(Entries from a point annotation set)
--- --- ---

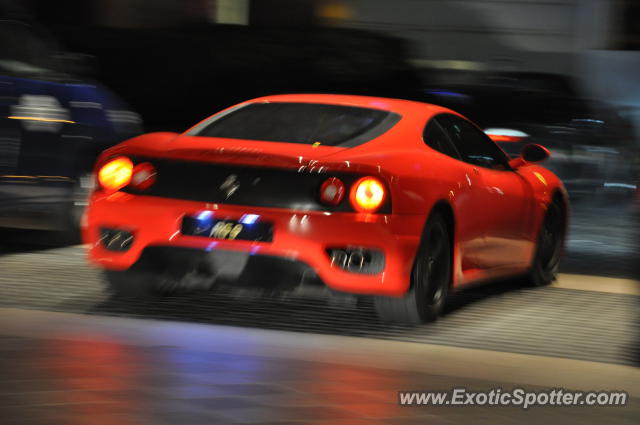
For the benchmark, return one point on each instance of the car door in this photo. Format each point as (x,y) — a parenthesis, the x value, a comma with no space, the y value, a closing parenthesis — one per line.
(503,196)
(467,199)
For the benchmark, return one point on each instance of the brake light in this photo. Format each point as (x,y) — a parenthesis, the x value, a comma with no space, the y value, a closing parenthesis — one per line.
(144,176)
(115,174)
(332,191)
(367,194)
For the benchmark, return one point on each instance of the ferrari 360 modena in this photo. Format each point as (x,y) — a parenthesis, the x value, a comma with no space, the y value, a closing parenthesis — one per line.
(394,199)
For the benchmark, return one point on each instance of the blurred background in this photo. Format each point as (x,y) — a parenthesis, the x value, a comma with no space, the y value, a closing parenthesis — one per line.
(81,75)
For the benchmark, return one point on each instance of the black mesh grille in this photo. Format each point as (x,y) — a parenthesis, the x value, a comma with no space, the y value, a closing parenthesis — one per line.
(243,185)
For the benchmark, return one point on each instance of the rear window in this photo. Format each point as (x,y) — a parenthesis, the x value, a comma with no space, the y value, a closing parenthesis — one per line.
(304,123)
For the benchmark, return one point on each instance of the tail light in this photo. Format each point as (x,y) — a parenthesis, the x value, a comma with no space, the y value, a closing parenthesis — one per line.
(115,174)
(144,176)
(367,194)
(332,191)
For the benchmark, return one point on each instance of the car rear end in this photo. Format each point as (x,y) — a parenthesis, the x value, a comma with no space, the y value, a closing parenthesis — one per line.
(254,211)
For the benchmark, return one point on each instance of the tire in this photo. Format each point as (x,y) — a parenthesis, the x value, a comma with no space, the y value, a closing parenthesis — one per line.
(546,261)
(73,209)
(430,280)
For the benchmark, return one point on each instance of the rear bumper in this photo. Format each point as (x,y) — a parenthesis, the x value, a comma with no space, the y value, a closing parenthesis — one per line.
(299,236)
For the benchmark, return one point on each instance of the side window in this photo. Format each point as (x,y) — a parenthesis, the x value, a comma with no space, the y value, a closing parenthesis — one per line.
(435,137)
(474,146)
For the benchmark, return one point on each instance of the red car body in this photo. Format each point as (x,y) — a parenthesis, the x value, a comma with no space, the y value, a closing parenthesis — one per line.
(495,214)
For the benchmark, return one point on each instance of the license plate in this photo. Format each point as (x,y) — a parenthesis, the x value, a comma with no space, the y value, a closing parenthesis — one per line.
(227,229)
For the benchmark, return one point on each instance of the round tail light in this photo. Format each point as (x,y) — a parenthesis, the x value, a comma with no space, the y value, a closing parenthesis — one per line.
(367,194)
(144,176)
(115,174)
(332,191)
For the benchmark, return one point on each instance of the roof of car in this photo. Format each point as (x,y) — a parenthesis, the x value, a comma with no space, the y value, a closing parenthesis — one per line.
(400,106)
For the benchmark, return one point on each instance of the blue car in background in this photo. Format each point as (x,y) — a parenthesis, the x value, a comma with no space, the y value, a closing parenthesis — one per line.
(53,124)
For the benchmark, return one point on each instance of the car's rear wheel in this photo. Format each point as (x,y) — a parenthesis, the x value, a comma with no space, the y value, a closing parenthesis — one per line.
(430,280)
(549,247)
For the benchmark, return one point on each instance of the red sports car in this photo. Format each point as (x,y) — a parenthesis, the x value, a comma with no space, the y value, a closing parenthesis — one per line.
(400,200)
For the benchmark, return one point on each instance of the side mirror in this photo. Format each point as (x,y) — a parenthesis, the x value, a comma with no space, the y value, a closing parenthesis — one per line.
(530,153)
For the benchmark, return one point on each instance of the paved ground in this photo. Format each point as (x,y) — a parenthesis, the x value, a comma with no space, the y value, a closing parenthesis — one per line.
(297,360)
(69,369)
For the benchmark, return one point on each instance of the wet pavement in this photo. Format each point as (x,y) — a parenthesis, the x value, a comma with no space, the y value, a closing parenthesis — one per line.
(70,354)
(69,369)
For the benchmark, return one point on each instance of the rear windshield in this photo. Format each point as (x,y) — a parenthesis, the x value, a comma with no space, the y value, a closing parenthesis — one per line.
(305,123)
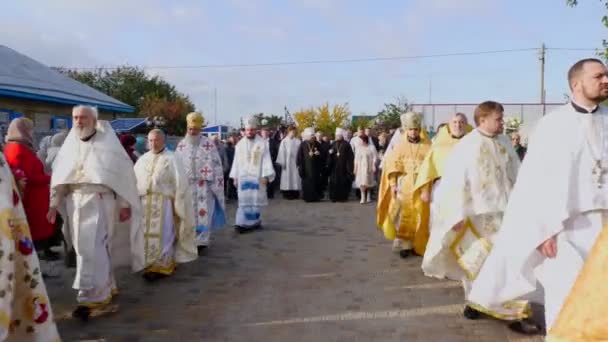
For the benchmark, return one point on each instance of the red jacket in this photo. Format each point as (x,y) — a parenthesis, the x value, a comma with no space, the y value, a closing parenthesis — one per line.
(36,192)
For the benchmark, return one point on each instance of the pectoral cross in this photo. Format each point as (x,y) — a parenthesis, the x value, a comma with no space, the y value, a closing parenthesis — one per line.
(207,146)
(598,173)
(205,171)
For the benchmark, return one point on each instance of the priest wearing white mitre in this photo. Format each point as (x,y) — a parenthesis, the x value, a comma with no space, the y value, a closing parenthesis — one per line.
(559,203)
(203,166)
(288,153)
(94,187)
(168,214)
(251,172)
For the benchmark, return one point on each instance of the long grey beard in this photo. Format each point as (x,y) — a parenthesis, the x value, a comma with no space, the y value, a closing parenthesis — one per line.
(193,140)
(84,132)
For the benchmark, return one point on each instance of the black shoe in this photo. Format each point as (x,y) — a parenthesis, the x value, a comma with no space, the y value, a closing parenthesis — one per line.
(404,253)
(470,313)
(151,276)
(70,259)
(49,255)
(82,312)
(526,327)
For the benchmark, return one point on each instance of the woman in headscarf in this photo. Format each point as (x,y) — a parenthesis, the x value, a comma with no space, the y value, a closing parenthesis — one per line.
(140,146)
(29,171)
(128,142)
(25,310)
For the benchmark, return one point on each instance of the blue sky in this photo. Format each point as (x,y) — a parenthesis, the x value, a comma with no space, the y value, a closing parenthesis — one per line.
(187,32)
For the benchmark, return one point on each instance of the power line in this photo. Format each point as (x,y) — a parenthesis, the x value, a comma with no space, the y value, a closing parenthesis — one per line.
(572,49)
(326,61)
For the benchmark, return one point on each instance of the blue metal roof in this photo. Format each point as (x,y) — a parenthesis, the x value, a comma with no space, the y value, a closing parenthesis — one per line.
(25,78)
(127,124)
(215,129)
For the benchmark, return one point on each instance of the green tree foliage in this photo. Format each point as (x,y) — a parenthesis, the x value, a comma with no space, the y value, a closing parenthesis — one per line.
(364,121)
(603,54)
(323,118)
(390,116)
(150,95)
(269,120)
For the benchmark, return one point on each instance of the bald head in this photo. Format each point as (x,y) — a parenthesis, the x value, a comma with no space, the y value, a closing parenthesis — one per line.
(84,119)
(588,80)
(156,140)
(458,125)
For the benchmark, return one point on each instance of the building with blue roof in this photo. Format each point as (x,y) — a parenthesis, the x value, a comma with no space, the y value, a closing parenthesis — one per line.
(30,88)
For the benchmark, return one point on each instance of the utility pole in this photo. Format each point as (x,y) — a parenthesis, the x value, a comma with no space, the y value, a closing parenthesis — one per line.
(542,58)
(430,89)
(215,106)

--- --- ---

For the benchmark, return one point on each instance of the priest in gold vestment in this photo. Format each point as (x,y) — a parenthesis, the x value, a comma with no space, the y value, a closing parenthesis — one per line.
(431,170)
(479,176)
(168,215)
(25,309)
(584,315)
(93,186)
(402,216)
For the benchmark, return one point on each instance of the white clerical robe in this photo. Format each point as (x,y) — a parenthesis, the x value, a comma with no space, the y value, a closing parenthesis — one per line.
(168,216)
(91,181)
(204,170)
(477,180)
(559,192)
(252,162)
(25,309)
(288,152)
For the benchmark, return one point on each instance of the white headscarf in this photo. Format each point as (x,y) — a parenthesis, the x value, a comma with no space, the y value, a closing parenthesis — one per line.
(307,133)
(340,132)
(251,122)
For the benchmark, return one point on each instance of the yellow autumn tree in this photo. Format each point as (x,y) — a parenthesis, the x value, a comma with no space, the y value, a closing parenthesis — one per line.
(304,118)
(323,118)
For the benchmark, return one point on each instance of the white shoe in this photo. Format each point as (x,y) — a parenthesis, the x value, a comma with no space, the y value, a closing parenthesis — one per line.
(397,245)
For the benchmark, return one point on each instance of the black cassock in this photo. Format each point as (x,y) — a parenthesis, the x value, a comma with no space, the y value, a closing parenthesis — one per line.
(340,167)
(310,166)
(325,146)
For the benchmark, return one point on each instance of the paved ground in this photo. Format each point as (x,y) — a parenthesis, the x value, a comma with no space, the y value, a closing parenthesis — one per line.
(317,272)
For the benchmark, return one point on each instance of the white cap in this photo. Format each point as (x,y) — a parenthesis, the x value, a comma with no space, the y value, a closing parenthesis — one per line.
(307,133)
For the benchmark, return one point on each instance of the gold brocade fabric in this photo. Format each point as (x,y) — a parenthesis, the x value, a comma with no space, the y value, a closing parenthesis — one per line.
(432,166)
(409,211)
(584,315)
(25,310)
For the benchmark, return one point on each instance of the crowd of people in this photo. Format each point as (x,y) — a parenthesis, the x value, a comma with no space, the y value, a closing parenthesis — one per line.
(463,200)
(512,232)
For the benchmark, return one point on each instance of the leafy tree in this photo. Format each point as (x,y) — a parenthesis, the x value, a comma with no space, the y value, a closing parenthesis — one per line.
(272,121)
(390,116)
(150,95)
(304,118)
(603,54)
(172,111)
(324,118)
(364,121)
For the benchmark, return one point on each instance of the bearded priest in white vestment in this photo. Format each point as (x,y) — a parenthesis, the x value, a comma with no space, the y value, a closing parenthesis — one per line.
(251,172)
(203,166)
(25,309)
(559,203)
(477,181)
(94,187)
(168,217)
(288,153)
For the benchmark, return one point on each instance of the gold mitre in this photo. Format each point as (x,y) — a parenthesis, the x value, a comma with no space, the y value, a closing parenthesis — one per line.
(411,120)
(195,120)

--- --- ---

Return every line of the records above that contains the word "background", matching case exactly.

* [RESPONSE TO THIS TASK]
For the benchmark, return one point on each instance of the blurred background in this photo. Format each point as (x,y) — a parenthesis, the x value, a comma with no space, the y value, a closing parenthesis — one per line.
For the benchmark, return one point on each instance of the blue car in background in this photo. Format each point as (x,y) — a parenthesis, the x value, a comma with no space, the y value, a closing parenthesis — one per line.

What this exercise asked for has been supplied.